### Directives
**a.** According to the foundation transcript, why does beam fill leave the wood at risk of staying wet? Please answer in one to three sentences.
**b.** Carry on the foundation transcript from its last line.

━━━ Document extract

RS: Exactly. And today, when we build a house, you don’t have the wood sitting right on top of that foundation wall. We use something… I can’t remember what it’s called. It’s just a wall foam, basically.
TM: Sill seal? Is that sill seal or…
BO: Yeah. Sill seal.
TM: You want some sort of capillary break so that that moisture can’t move through the concrete into the wood framing.
RS: Yup, exactly. But with the case of beam fill, you’re basically doing the opposite. You are connecting it all very tightly and you’re not giving the wood any room to dry out. If it gets wet, it’s gonna stay wet. So often, I’ve been to so many homes where I would take my awl, I’d poke there, and my awl would just disappear like there’s no wood behind it. And so often, there’s no visual evidence of that in the basement. The wood all looks good and it’s all solid right up until the point where it disappears, and then there’s just nothing there.

━━━━━━
━━━ Records supplied

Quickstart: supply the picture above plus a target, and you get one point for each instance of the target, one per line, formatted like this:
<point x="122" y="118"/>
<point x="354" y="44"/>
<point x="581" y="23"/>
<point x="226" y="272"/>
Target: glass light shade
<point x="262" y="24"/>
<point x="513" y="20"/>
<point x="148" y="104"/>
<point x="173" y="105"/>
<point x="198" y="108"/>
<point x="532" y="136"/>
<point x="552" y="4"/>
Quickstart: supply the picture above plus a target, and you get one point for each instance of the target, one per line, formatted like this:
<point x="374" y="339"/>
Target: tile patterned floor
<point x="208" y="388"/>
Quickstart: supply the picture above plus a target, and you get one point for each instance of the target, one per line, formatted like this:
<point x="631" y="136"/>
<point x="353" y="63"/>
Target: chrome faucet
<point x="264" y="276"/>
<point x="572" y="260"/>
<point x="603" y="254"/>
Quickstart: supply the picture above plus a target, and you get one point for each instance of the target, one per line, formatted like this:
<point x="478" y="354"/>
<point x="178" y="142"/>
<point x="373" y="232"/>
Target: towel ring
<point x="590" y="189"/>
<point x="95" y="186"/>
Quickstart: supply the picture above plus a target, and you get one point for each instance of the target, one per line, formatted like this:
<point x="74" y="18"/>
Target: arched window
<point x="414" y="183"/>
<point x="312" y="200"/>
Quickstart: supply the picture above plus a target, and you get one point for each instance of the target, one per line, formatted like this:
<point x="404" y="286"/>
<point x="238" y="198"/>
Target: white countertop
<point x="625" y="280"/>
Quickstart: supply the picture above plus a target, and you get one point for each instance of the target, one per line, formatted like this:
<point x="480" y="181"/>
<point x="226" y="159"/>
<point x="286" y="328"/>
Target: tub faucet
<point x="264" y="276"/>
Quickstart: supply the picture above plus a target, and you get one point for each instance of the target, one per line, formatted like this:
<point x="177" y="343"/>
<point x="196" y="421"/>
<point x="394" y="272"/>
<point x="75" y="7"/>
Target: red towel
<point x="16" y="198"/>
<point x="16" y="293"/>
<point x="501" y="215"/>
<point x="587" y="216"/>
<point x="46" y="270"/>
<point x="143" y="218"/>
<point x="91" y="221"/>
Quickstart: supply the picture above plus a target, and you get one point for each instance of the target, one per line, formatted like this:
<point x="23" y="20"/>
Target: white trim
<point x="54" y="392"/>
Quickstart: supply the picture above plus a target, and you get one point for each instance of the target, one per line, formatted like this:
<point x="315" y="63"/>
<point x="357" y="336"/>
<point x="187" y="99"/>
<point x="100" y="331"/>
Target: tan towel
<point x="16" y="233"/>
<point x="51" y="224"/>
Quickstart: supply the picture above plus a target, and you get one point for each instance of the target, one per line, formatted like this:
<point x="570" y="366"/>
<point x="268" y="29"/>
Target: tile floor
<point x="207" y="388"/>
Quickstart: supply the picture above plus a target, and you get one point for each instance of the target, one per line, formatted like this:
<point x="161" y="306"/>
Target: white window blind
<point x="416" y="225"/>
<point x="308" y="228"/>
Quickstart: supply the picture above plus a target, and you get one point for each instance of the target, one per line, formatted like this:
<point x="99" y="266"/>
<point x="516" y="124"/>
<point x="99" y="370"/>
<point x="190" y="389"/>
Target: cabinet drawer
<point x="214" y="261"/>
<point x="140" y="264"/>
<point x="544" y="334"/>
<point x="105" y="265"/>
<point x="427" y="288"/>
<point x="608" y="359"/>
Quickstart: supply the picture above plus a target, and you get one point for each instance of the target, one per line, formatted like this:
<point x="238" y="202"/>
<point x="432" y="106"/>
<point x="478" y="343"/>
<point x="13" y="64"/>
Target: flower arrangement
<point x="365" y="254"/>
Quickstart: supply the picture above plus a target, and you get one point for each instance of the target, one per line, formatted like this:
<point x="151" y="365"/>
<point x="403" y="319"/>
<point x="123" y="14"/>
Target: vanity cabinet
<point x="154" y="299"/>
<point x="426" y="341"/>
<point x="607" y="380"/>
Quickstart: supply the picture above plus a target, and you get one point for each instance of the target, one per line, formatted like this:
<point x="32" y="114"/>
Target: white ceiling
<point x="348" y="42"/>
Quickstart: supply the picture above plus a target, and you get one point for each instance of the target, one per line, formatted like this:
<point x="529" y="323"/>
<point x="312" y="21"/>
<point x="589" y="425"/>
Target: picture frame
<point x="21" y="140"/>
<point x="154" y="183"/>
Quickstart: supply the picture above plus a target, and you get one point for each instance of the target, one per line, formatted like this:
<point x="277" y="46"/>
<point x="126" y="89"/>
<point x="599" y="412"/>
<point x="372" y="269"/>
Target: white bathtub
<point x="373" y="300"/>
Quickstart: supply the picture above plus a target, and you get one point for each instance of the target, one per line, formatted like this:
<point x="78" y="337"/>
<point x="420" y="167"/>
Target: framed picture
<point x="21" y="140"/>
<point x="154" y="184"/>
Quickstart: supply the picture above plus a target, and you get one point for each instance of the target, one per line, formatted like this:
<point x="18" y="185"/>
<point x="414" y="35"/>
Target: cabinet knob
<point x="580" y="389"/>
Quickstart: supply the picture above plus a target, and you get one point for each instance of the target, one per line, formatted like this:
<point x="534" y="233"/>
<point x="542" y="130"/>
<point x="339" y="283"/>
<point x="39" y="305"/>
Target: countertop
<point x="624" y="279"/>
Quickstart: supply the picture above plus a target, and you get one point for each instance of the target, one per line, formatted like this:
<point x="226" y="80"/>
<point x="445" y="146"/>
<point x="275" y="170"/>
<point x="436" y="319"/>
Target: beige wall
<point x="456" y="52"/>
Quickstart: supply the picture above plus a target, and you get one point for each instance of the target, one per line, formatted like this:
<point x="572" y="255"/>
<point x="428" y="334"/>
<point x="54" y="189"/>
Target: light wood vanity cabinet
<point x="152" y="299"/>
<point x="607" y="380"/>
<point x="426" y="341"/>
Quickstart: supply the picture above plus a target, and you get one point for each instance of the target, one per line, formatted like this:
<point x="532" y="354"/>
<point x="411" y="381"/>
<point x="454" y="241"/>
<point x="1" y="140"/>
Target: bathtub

━━━━━━

### Responses for each task
**a.** Beam fill connects everything very tightly and gives the wood no room to dry out. So if the wood gets wet, it stays wet.

**b.**
RS: We come across beam fill. Any home inspector should be especially vigilant to go poke, prod, do whatever you can to look for signs of damage behind there. And what prompted that blog post, what made me write about it back in 2014 was a homeowner who had me out to do a home maintenance inspection, and this is one where it’s… A maintenance inspection is essentially the same thing as a traditional home inspection, we’re just doing it for somebody who already lives in the house. And when I began and asked her any special concerns, she said, “Well, the one thing is that when my heating contractor put in a combustion air duct, he said I didn’t have a rim joist, and he was concerned about that.” And I was like, “You don’t have one, huh? Okay, well, we’ll see.” And I got down in the basement, and there’s fiber glass insulation all around the rim joist. It’s all insulated with fiberglass. You know what? I should take a pause here. Tessa, this is bad news, you don’t wanna have fiberglass insulation at your rim. Why don’t you share with us, ’cause I know you’re dying to talk about this. Why is this a bad thing?
TM: First of all, you’ve probably shocked like 90% of the people listening to this because that’s what you see primarily at rim joist, right?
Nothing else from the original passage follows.